Compito assegnato 1 -
Secondo l'estratto della pagina, in quale stato d'animo Paolo e Barnaba se ne andarono dopo essere stati scacciati dalla città?
Compito assegnato 2 -
Modifica i record dalla riga che contiene "point: coastal town, one" fino alla fine dei record inclusa, sostituendo "coastal town" con "seaside village" e lasciando tutto il resto invariato. Restituisci soltanto queste righe.

Estratto della pagina -
*****

Un uditorio diviso (13,43-52) Lasciata la sinagoga, molti giudei e timorati di Dio seguirono Paolo e Barnaba per continuare, forse per tutta la settimana, a intrattenersi con loro. Ed essi “li esortavano a perseverare nella grazia di Dio”. Ma dovettero fare qualcosa di più perché il sabato seguente furono moltissimi i cittadini che vennero alla sinagoga per ascoltare Paolo. E i Giudei, vedendo il successo ottenuto da Paolo e Barnaba “furono pieni di zelo”, una traduzione in linea col v. 38. Quei Giudei compresero che l’annuncio di Paolo annullava il primato della legge e delle tradizioni ebraiche, in particolare la circoncisione e le leggi cultuali. Di qui la loro contestazione e il loro bestemmiare contro quello che diceva Paolo, il quale capì che non c’era più nulla da fare. Allora, Paolo insieme a Barnaba, disse: “Era necessario annunciare prima a voi la Parola di Dio, ma dal momento che la rifiutate e non vi giudicate degni della vita eterna, ci rivolgiamo ai pagani. Così, infatti, ci ha comandato il Signore: «Ti ho posto luce delle genti perché porti la salvezza sino alle estremità della terra»” (Is 49,6). Con questo Paolo segna la rottura con la sinagoga, mentre i pagani che l’ascoltavano “gioirono e glorificarono la Parola di Dio, e abbracciarono la fede tutti quelli che erano destinati alla vita eterna. E la Parola di Dio si diffuse per tutta la regione”. La reazione dei Giudei fu dura: sobillarono le donne pie di alto rango e i notabili della città e suscitarono una persecuzione contro Paolo e Barnaba e li scacciarono dalla città. Ed “essi se ne andarono pieni di gioia e di Spirito Santo”.

*****

Record forniti -
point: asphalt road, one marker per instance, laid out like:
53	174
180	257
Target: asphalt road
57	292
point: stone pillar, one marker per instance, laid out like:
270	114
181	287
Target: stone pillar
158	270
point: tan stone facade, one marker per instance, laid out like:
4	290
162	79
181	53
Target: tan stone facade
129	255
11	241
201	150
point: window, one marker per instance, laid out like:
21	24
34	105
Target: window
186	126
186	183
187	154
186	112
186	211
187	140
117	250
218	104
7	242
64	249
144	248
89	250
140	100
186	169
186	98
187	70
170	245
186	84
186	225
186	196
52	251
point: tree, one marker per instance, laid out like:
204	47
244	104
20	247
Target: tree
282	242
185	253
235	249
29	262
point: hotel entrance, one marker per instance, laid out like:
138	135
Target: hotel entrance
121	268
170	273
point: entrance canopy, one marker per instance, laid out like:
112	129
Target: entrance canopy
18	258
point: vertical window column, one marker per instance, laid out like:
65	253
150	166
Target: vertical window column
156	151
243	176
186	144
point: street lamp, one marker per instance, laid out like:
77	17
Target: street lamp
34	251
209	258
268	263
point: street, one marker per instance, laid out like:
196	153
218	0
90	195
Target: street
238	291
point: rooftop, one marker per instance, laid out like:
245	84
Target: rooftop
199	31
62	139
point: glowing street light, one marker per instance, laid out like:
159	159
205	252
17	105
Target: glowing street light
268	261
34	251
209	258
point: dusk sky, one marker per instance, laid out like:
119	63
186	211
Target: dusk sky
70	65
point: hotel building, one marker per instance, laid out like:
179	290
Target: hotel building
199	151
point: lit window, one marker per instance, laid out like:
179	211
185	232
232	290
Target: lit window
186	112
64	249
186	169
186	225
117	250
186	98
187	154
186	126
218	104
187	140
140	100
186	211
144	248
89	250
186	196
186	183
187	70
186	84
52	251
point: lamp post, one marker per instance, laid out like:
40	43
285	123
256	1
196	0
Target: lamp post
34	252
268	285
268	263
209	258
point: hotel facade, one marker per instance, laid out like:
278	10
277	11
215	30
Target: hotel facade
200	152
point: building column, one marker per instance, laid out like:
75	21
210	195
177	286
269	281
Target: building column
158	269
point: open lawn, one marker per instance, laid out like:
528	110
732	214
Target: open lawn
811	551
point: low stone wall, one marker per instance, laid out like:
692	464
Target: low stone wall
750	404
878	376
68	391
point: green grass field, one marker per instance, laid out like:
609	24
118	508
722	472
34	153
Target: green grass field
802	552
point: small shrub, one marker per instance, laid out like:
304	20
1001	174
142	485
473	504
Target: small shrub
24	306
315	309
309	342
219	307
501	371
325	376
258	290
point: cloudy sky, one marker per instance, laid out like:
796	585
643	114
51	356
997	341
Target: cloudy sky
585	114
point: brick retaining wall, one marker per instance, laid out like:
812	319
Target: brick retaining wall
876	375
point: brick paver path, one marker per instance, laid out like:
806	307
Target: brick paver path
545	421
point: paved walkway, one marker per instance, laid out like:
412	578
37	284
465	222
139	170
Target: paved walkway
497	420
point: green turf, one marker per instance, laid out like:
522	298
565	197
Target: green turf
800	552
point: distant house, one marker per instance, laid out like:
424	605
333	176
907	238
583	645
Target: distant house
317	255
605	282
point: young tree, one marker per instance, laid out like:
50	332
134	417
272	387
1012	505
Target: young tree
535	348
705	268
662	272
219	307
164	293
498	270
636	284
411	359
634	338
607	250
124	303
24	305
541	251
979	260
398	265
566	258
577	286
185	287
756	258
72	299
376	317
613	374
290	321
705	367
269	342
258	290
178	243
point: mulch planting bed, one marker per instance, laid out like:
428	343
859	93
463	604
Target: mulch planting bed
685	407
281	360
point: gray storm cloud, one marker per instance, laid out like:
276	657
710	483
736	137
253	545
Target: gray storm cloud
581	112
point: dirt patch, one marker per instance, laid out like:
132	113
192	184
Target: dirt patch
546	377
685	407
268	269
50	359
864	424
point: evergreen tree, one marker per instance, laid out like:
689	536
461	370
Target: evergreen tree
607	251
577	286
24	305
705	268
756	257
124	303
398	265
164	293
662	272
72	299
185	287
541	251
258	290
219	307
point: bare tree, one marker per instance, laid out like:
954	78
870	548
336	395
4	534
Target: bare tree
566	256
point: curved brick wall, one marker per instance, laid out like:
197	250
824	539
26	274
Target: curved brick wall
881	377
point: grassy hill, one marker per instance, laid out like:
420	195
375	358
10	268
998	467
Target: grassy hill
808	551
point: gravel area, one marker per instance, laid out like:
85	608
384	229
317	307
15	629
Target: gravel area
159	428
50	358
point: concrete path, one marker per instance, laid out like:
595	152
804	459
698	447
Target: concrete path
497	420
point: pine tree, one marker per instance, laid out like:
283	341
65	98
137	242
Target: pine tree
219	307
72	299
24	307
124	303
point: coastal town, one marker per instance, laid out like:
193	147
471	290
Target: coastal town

*****

Risultato dell'esercizio 1 -
Pieni di gioia e di Spirito Santo.

Risultato dell'esercizio 2 -
point: seaside village, one marker per instance, laid out like:
193	147
471	290
Target: seaside village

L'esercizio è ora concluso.